What needs to be done:
Only the line containing "the horse with" and the lines after it, through the end of the entries, should be output exactly.

Region pointing data:
..............................
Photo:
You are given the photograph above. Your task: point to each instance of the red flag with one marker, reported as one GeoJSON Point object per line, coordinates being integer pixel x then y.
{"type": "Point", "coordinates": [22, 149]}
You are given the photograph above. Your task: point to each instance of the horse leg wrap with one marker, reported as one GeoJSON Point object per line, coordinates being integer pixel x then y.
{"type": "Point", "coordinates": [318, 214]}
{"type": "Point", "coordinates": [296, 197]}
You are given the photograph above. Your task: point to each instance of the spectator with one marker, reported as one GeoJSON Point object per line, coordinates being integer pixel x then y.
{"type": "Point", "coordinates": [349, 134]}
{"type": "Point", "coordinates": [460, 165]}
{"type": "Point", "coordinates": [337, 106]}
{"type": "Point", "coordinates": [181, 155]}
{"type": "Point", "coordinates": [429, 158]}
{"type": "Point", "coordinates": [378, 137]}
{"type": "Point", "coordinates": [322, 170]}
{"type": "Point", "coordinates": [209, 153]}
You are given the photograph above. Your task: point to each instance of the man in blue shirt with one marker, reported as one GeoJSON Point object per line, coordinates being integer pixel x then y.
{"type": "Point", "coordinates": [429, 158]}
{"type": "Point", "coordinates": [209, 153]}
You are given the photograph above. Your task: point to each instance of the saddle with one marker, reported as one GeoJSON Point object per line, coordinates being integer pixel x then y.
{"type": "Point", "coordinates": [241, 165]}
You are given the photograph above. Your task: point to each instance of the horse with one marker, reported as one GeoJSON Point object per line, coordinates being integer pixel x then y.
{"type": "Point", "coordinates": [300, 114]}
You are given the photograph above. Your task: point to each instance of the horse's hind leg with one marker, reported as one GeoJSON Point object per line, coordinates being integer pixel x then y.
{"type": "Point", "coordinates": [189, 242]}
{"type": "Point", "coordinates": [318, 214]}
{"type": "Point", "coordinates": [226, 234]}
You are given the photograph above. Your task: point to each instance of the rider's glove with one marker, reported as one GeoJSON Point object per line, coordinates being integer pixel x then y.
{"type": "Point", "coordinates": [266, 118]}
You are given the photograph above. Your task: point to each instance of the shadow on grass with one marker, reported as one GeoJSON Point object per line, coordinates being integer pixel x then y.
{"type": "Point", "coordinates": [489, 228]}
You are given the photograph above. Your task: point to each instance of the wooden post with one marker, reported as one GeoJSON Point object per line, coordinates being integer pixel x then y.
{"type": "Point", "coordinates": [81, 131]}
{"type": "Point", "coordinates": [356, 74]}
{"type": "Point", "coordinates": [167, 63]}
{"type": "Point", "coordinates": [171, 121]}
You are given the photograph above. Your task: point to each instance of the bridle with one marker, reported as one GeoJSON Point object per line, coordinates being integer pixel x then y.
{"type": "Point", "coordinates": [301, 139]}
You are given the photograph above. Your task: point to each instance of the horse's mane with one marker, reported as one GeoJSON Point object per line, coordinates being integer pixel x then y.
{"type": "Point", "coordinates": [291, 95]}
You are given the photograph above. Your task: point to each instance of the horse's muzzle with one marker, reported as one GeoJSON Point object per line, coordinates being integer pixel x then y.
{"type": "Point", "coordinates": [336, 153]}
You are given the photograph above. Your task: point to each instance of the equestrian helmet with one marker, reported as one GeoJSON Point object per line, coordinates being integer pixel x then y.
..............................
Output for this task:
You are given the photograph above. Your task: point to each instance of the horse with one marker, reported as one GeoJSON Point object per line, coordinates being integer pixel x then y.
{"type": "Point", "coordinates": [300, 114]}
You are given the photograph above. Your task: point to each instance of the horse's hind leg with one marker, reported as one GeoJSON Point object per line, coordinates being integer pixel x then y.
{"type": "Point", "coordinates": [189, 242]}
{"type": "Point", "coordinates": [318, 214]}
{"type": "Point", "coordinates": [226, 234]}
You are given the photograph above. Your task: point to each instance of the rider's glove with one marker, reported as one GeoJSON Point object per line, coordinates being integer pixel x then y.
{"type": "Point", "coordinates": [266, 118]}
You are given the photograph above. Your task: point to each instance of the shadow on grass with one marker, reported as one GeoJSON Point object per line, coordinates being integer pixel x then y.
{"type": "Point", "coordinates": [489, 228]}
You are given the photograph above. Your task: point to each instance of the wooden post with one marker, reported as one GeoJSON Point object per line, coordinates being integer pixel x then y.
{"type": "Point", "coordinates": [81, 131]}
{"type": "Point", "coordinates": [356, 74]}
{"type": "Point", "coordinates": [167, 63]}
{"type": "Point", "coordinates": [171, 121]}
You are given the photograph above. Your task: point to each instance of the bridle with one marker, reported as one GeoJSON Point object per line, coordinates being integer pixel x then y.
{"type": "Point", "coordinates": [301, 139]}
You are given the photograph above. Your task: point to each instance of the horse's mane with one marker, reported as one GeoJSON Point object per line, coordinates being integer pixel x then y.
{"type": "Point", "coordinates": [291, 95]}
You are given the photograph above. Your task: point to each instance of the horse's muzzle with one marker, reported as one GeoJSON Point object per line, coordinates being integer pixel x then y.
{"type": "Point", "coordinates": [336, 153]}
You are given the photograph above. Your task: point to each instance of the equestrian helmet with one marker, reported as one GeoJSON Point object per line, coordinates being integer pixel x then y.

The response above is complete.